■ EXERCISE DETAILS ■
Among the records below, one line contains "of the blazer"; copy that line and all that follow it, exactly as written.

■ Stored data entries ■
..............................
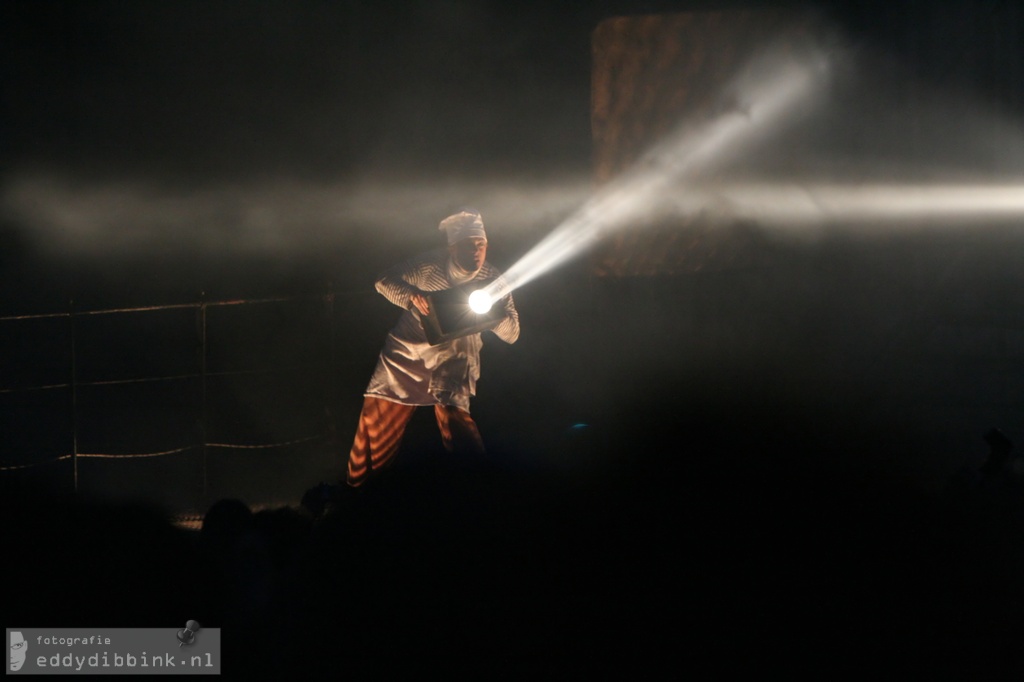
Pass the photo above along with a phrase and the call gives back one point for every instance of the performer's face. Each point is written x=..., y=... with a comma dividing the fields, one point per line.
x=470, y=253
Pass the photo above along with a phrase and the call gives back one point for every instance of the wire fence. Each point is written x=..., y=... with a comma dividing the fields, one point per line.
x=200, y=441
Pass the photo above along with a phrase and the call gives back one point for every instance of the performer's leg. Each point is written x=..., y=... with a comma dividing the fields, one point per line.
x=382, y=424
x=459, y=431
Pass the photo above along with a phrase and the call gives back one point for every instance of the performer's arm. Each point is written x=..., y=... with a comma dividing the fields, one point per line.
x=508, y=329
x=398, y=285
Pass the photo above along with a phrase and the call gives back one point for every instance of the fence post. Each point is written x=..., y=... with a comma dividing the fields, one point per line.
x=74, y=395
x=205, y=416
x=331, y=393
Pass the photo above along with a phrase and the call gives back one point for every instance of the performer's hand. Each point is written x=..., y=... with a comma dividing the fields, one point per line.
x=420, y=301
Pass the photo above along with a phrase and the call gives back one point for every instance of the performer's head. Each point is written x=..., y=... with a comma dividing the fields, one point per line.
x=467, y=241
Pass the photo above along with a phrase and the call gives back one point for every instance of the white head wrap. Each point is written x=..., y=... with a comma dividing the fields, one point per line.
x=463, y=224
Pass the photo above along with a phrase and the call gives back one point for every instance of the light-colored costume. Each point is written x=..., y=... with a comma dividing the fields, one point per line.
x=411, y=372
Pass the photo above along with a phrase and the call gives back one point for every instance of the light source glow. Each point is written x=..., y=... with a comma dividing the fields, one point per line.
x=480, y=301
x=763, y=102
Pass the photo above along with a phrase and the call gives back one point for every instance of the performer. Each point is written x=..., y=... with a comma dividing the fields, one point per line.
x=411, y=372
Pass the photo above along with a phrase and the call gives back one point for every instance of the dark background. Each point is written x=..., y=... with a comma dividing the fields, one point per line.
x=801, y=417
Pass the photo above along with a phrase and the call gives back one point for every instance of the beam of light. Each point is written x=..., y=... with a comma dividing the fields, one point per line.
x=764, y=97
x=480, y=301
x=801, y=204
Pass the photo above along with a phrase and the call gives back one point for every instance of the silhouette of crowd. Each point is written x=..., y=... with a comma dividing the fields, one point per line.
x=710, y=549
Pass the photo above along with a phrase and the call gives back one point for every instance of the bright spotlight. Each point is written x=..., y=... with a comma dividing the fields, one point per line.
x=480, y=301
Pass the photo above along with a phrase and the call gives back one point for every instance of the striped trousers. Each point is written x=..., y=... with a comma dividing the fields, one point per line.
x=382, y=423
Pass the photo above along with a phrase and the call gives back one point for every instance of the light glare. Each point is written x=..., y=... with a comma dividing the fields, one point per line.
x=479, y=302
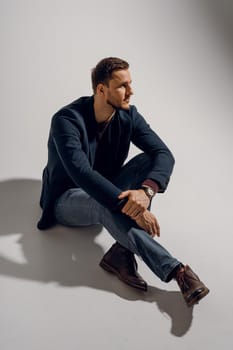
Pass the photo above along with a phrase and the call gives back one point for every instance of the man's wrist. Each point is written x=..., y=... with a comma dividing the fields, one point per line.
x=149, y=191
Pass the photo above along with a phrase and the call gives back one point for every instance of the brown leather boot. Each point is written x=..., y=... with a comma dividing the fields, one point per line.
x=190, y=285
x=121, y=262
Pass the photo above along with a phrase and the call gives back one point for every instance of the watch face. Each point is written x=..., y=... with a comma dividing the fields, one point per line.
x=150, y=192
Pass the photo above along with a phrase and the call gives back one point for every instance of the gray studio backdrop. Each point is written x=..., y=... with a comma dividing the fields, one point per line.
x=180, y=54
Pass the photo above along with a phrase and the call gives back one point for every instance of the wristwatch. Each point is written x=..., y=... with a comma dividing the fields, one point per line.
x=148, y=191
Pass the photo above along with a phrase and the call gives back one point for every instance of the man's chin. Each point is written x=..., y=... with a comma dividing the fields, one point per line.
x=124, y=105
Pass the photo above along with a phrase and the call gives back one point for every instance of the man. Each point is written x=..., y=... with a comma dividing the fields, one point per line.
x=86, y=181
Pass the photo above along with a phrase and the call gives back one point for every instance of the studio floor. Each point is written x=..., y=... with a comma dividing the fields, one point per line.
x=53, y=294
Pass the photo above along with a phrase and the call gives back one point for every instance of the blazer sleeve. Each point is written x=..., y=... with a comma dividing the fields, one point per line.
x=149, y=142
x=67, y=140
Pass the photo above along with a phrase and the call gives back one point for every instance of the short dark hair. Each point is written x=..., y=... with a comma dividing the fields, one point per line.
..............................
■ SOLUTION FOR THIS EXERCISE ■
Pass the photo above along with a phrase and the call gives back one point for every instance of the blazer sleeve. Each point is written x=..., y=... with a comma dividing the fields, one point per line.
x=149, y=142
x=67, y=140
Pass the photo above along with a phrase and the call gives back one point for every instance of the short dark hair. Each point is written x=..., y=... with a comma dividing the fields, one point per line.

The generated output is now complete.